STATED EXERCISE. In the records below, set out everything from the line containing "Find the gravel" down to the line containing "[[[102,152],[55,115],[31,170]]]", both lines included, as a numbered list without blank lines.

DATA FOR PROCESSING.
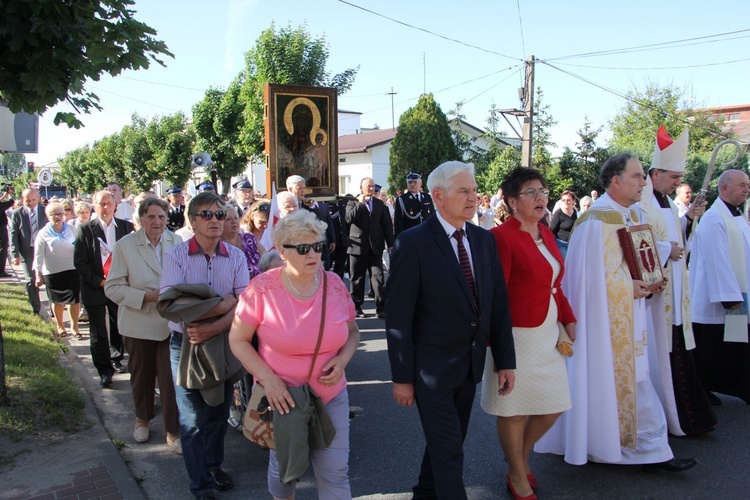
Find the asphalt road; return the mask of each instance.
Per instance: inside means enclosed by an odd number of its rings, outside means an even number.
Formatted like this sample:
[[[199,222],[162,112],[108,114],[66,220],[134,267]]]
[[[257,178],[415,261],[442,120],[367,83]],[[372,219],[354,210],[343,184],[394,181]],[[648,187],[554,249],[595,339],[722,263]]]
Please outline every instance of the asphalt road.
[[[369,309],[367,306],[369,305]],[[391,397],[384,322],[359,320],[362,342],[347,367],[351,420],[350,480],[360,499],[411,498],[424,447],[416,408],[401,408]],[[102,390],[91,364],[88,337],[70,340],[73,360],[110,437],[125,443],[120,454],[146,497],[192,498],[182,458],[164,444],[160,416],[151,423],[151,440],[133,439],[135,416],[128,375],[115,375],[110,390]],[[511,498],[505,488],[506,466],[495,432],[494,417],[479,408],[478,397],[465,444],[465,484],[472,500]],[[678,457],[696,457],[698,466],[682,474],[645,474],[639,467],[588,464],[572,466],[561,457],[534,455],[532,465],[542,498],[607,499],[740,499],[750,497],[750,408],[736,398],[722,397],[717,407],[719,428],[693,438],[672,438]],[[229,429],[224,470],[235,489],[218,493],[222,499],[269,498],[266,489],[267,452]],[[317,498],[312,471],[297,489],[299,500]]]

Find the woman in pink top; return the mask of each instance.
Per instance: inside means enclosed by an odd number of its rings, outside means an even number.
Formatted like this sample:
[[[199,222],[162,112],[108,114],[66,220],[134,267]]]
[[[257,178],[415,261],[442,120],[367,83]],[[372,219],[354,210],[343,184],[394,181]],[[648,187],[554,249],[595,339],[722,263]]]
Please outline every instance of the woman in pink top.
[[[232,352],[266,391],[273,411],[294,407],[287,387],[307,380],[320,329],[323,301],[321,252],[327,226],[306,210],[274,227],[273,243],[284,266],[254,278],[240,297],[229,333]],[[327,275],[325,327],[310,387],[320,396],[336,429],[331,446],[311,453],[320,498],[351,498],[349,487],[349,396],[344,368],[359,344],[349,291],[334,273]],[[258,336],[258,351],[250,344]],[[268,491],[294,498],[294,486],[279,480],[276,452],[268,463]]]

...

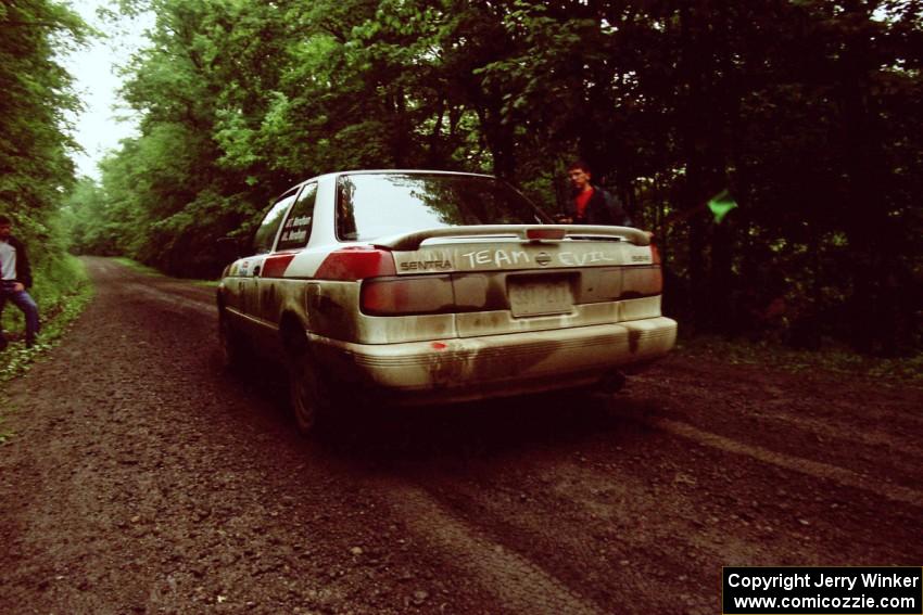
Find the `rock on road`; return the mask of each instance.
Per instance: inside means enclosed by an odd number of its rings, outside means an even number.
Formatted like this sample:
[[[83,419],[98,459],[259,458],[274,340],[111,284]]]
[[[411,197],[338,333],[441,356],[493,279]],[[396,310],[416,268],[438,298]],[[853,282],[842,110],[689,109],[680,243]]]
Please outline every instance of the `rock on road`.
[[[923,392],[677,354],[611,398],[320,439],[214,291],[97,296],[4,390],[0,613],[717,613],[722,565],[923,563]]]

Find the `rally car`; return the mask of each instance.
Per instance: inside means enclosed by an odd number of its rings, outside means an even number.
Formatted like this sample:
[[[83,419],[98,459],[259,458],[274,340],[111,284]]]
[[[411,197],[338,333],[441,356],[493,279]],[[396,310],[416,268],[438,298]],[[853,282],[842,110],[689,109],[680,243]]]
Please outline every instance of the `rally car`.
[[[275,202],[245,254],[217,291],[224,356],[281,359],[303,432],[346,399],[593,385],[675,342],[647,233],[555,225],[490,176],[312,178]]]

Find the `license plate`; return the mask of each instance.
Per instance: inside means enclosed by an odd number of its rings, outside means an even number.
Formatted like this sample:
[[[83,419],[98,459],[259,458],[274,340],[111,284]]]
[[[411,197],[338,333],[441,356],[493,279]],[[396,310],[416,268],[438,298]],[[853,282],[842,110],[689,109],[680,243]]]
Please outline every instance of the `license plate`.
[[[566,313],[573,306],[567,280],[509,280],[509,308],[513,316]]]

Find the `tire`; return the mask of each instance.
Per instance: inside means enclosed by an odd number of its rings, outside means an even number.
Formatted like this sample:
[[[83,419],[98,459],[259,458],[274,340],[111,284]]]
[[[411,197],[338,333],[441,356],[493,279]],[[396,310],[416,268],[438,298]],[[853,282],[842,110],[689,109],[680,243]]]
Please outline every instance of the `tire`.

--

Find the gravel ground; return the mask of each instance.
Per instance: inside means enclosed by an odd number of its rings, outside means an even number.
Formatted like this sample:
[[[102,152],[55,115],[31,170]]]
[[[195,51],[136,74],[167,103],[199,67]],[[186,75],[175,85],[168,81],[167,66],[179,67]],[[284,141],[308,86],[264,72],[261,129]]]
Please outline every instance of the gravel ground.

THE REPLY.
1. Find the gravel ground; return the mask of each instance.
2. Per instance: inside means enclosed by an odd number of its rings, outside means an even number.
3. Formatted like this sample:
4. [[[102,152],[55,115],[31,170]]]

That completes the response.